- [Te lezen fragment]:
Wijziging Regeling archeologische monumentenzorg

Regeling van de Minister van Onderwijs, Cultuur en Wetenschap van 18 december 2007, nr. WJZ-2007/36409 (8224), tot wijziging van de Regeling archeologische monumentenzorg in verband met onder meer de vaststelling van het plafond voor specifieke uitkeringen ten behoeve van archeologisch onderzoek

De Minister van Onderwijs, Cultuur en Wetenschap,

Gelet op de artikelen 2, eerste lid, en 4, eerste lid, van het Besluit archeologische monumentenzorg en de artikelen 2, 5a, 5b, eerste lid, 32, eerste lid, en 48 van het Bekostigingsbesluit cultuuruitingen;

Besluit:

Artikel I

De Regeling archeologische monumentenzorg wordt als volgt gewijzigd:

A

In artikel 2 wordt ‘vastgesteld op € 2,50 voor de provincies en op € 0,50 voor de gemeenten’ vervangen door: vastgesteld op € 0,50 voor de provincies en op € 2,50 voor de gemeenten.

B

Artikel 3 komt te luiden:

Artikel 3

Vaststelling uitkeringsplafond 2008

Het uitkeringsplafond, bedoeld in artikel 4, eerste lid, van het Besluit archeologische monumentenzorg, bedraagt voor het jaar 2008 2 miljoen euro.

C

Na artikel 5 wordt een nieuw artikel ingevoegd, luidende:

Artikel 5a

Overgangsbepaling

1. Aanvragen om een specifieke uitkering als bedoeld in de Regeling specifieke uitkeringen excessieve opgravingskosten die voor 1 januari 2008 zijn ingediend, worden afgehandeld overeenkomstig die regeling, zoals die op 31 december 2007 luidde.

2. Op bezwaar en beroep tegen een besluit met betrekking tot een aanvraag als bedoeld in het eerste lid is de Regeling specifieke uitkeringen excessieve opgravingskosten van toepassing zoals die op 31 december 2007 luidde.

- [Opdrachten]:
1. Leg in één tot drie zinnen uit waarom de Regeling archeologische monumentenzorg volgens de titel van de wijzigingsregeling wordt gewijzigd.
2. Geef het vervolg van de wijzigingsregeling over archeologische monumentenzorg, aansluitend op de bepaling over bezwaar en beroep.

- [Verzamelde gegevens]:
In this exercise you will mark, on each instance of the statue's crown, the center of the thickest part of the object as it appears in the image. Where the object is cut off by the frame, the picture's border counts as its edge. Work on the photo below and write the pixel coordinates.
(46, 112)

- [Antwoorden opdrachten]:
1. De Regeling archeologische monumentenzorg wordt gewijzigd in verband met onder meer de vaststelling van het plafond voor specifieke uitkeringen ten behoeve van archeologisch onderzoek. Dat plafond wordt in het nieuwe artikel 3 voor het jaar 2008 vastgesteld op 2 miljoen euro.

2.
Artikel II

1. Deze regeling treedt met uitzondering van artikel I, onderdelen A en C, in werking met ingang van 1 januari 2008.

2. Artikel I, onderdeel A, treedt in werking met ingang van de tweede dag na de dagtekening van de Staatscourant waarin deze regeling wordt geplaatst, en werkt terug tot en met 1 september 2007.

3. Artikel I, onderdeel C, treedt in werking met ingang van de tweede dag na de dagtekening van de Staatscourant waarin deze regeling wordt geplaatst.

Deze regeling zal met de toelichting in de Staatscourant worden geplaatst.

De Minister van Onderwijs, Cultuur en Wetenschap, R.H.A. Plasterk.

Toelichting

Algemeen

Deze regeling strekt in eerste instantie tot wijziging van de Regeling archeologische monumentenzorg in de zin dat in artikel 3 van de regeling het plafond voor 2008 wordt vastgelegd voor de toekenning van specifieke uitkeringen aan provincies en gemeenten ter bestrijding van excessieve kosten als gevolg van archeologisch onderzoek. Daarnaast voorziet deze regeling in herstel van een onjuistheid in artikel 2 van de Regeling archeologische monumentenzorg.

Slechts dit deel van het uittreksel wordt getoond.